From the first line to the last, repeat the records exactly and skip the pictures.

(DATASET CONTENT Opens)

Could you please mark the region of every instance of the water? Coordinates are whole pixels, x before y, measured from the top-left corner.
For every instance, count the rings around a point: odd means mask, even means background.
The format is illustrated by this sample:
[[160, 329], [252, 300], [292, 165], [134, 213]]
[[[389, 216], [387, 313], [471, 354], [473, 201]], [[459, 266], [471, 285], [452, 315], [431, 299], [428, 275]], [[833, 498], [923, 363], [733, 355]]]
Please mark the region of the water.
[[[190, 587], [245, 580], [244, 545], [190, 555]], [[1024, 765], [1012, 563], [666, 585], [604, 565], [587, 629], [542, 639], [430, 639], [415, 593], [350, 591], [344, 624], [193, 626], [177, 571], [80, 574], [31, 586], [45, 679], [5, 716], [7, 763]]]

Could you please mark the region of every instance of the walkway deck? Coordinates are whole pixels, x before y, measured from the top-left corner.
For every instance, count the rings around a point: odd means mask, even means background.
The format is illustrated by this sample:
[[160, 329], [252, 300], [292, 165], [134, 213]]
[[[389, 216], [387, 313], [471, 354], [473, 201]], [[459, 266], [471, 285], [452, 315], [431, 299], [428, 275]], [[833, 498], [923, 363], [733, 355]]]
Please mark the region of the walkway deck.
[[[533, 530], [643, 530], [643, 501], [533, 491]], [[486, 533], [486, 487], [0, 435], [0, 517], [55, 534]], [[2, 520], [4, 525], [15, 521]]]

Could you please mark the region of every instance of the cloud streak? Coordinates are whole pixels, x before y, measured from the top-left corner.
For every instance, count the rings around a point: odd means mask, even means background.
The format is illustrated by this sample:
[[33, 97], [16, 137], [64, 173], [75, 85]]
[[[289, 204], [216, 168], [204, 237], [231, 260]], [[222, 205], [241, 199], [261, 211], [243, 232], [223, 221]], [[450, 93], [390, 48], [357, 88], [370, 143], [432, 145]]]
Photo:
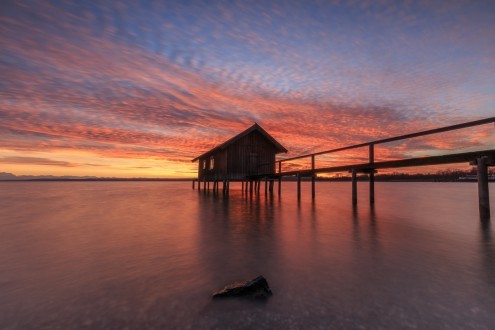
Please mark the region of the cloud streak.
[[[0, 156], [80, 151], [94, 155], [87, 164], [135, 160], [129, 175], [160, 170], [139, 163], [147, 159], [190, 173], [192, 157], [255, 121], [297, 155], [486, 117], [495, 24], [484, 11], [469, 2], [5, 2]], [[494, 143], [483, 128], [382, 156]]]

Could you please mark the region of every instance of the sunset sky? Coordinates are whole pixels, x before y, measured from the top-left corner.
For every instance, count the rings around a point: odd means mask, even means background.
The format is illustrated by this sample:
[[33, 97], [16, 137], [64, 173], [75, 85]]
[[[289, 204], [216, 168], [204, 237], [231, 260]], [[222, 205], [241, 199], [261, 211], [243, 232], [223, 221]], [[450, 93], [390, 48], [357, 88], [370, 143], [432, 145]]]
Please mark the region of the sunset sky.
[[[192, 177], [254, 122], [289, 157], [492, 117], [494, 17], [492, 0], [2, 0], [0, 172]], [[489, 147], [493, 125], [377, 156]]]

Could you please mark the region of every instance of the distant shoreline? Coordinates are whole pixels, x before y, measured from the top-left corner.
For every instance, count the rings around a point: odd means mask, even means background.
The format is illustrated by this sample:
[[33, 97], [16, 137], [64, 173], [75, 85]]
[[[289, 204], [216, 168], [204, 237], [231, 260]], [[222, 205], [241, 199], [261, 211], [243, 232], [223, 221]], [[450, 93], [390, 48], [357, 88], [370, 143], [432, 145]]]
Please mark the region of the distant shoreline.
[[[156, 179], [156, 178], [107, 178], [107, 179], [0, 179], [0, 182], [191, 182], [195, 179]], [[296, 182], [296, 178], [283, 179], [284, 182]], [[302, 181], [309, 182], [309, 178], [303, 178]], [[316, 179], [317, 182], [351, 182], [351, 178], [337, 178], [337, 179]], [[367, 182], [367, 178], [358, 178], [357, 181]], [[459, 180], [459, 179], [380, 179], [375, 178], [375, 182], [467, 182], [474, 183], [476, 180]], [[489, 182], [495, 182], [495, 180], [489, 180]]]
[[33, 181], [172, 181], [186, 182], [193, 179], [161, 179], [161, 178], [88, 178], [88, 179], [0, 179], [0, 182], [33, 182]]

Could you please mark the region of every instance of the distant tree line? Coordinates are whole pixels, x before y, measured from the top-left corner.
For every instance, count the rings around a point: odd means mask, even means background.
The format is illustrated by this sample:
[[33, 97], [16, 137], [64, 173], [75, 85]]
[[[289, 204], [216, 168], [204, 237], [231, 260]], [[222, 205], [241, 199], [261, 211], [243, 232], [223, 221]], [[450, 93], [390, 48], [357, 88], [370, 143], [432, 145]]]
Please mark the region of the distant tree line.
[[[488, 168], [489, 175], [495, 175], [495, 168]], [[476, 175], [476, 167], [472, 167], [469, 170], [459, 169], [446, 169], [440, 170], [435, 173], [384, 173], [375, 174], [375, 181], [464, 181], [460, 178]], [[358, 180], [368, 180], [368, 174], [361, 174], [357, 177]], [[320, 181], [349, 181], [350, 175], [338, 176], [338, 177], [318, 177]]]

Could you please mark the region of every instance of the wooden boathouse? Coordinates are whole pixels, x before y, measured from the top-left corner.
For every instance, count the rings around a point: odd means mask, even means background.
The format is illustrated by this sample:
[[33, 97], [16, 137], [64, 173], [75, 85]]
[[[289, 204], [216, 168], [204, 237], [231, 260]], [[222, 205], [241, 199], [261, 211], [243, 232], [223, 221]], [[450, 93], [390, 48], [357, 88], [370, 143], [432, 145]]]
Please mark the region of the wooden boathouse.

(DATASET CONTENT Closes)

RESULT FOR THIS EXERCISE:
Could you please mark the region of every instance of the water? Coordinates are whole pixels, x before y, measured from the top-left corner.
For every instance, count the rings around a point: odd means mask, even means background.
The format is illustrated by this sample:
[[160, 329], [252, 300], [292, 165], [134, 213]]
[[[389, 216], [387, 313], [471, 354], [473, 201]], [[459, 266], [471, 285], [452, 315], [431, 299], [428, 275]], [[833, 498], [923, 363], [733, 355]]]
Please mark the region of the water.
[[[190, 587], [245, 580], [244, 545], [190, 555]], [[1024, 765], [1012, 563], [666, 585], [604, 565], [587, 629], [542, 639], [430, 639], [415, 593], [350, 591], [344, 624], [193, 626], [177, 571], [80, 574], [31, 586], [45, 679], [5, 716], [7, 763]]]

Could you please mark the region of every instance of the walkway deck? Coordinates are whole pixels, x before y, measured from the top-left corner.
For every instance, count the rings around a point: odd means mask, even means background.
The format is illustrated by this sample:
[[160, 329], [252, 300], [292, 165], [134, 213]]
[[[389, 216], [387, 313], [471, 354], [473, 201]], [[459, 266], [471, 285], [452, 315], [431, 299], [428, 275]], [[833, 498], [923, 363], [733, 355]]]
Please mark the region of the walkway deck.
[[[533, 530], [643, 530], [643, 501], [533, 491]], [[486, 533], [486, 487], [0, 435], [0, 517], [55, 534]], [[2, 520], [4, 525], [15, 521]]]

Could you please mark the region of every instance of the cloud streak? Coordinates are whole pixels, x before y, measured from the top-left corner.
For every instance, count the rings around a point: odd means mask, even means background.
The format is illustrated by this sample:
[[33, 97], [16, 137], [64, 173], [75, 85]]
[[[289, 204], [216, 168], [204, 237], [231, 260]], [[222, 205], [241, 199], [261, 211], [243, 232], [223, 221]], [[450, 93], [390, 48], [357, 88], [370, 143], [432, 145]]]
Photo:
Please mark the region of the cloud streak.
[[[0, 156], [80, 151], [94, 155], [87, 164], [135, 160], [129, 175], [160, 170], [139, 163], [147, 159], [190, 173], [192, 157], [255, 121], [297, 155], [486, 117], [495, 24], [484, 11], [469, 2], [5, 2]], [[494, 143], [483, 128], [382, 156]]]

Could you please mark the region of every instance of the sunset sky? Coordinates are whole pixels, x before y, measured from the top-left corner.
For every instance, count the rings around a point: odd means mask, even means background.
The format is illustrated by this sample:
[[33, 97], [16, 137], [64, 173], [75, 85]]
[[[289, 204], [216, 168], [204, 237], [231, 260]], [[222, 205], [241, 199], [261, 211], [243, 232], [223, 221]], [[450, 93], [390, 48], [357, 88], [370, 143], [432, 145]]]
Please mark the region of the sunset sky.
[[[192, 177], [254, 122], [289, 157], [492, 117], [494, 17], [492, 0], [2, 0], [0, 172]], [[489, 147], [493, 125], [377, 156]]]

Could you please mark the region of every instance of the distant shoreline? Coordinates are whole pixels, x before y, measured from the top-left corner.
For every instance, count the rings around a point: odd means mask, even means background.
The format is illustrated by this sample:
[[33, 97], [16, 137], [64, 173], [75, 85]]
[[[289, 204], [216, 168], [204, 237], [231, 260]], [[222, 205], [241, 199], [261, 211], [243, 232], [223, 221]], [[450, 93], [390, 48], [357, 88], [370, 143], [432, 145]]]
Please mark the region of the distant shoreline.
[[[156, 179], [156, 178], [107, 178], [107, 179], [0, 179], [0, 182], [191, 182], [195, 179]], [[296, 182], [296, 178], [283, 179], [284, 182]], [[302, 181], [309, 182], [309, 178], [303, 178]], [[316, 179], [317, 182], [351, 182], [351, 178], [337, 178], [337, 179]], [[367, 182], [367, 178], [358, 178], [357, 181]], [[459, 180], [459, 179], [380, 179], [375, 178], [375, 182], [467, 182], [474, 183], [476, 180]], [[489, 182], [495, 182], [495, 180], [489, 180]]]
[[33, 181], [172, 181], [186, 182], [193, 179], [161, 179], [161, 178], [88, 178], [88, 179], [0, 179], [0, 182], [33, 182]]

Could you please mark the region of every instance of the distant tree line? Coordinates are whole pixels, x before y, measured from the top-left corner.
For every instance, count the rings around a point: odd means mask, even means background.
The format is illustrated by this sample:
[[33, 97], [16, 137], [64, 173], [75, 85]]
[[[289, 204], [216, 168], [204, 237], [231, 260]], [[222, 205], [241, 199], [261, 211], [243, 232], [223, 221]], [[450, 93], [390, 48], [357, 88], [370, 143], [432, 145]]]
Please mark the region of the distant tree line.
[[[488, 168], [489, 175], [495, 175], [495, 168]], [[476, 175], [476, 167], [472, 167], [469, 170], [459, 169], [446, 169], [440, 170], [435, 173], [384, 173], [375, 174], [375, 181], [464, 181], [460, 178]], [[358, 180], [368, 180], [368, 174], [361, 174], [357, 177]], [[320, 181], [349, 181], [350, 175], [338, 176], [338, 177], [318, 177]]]

Could you please mark the region of every instance of the wooden boathouse? Coordinates are whole pixels, x before y, measured from the top-left corner.
For every instance, count the rings around a point: odd means mask, even means background.
The format is illustrated by this sample:
[[33, 97], [16, 137], [64, 173], [75, 85]]
[[[289, 204], [216, 168], [204, 237], [231, 260]], [[222, 205], [241, 199], [261, 211], [243, 232], [223, 221]], [[450, 93], [390, 48], [357, 88], [370, 143], [432, 145]]]
Please mark the region of the wooden boathouse.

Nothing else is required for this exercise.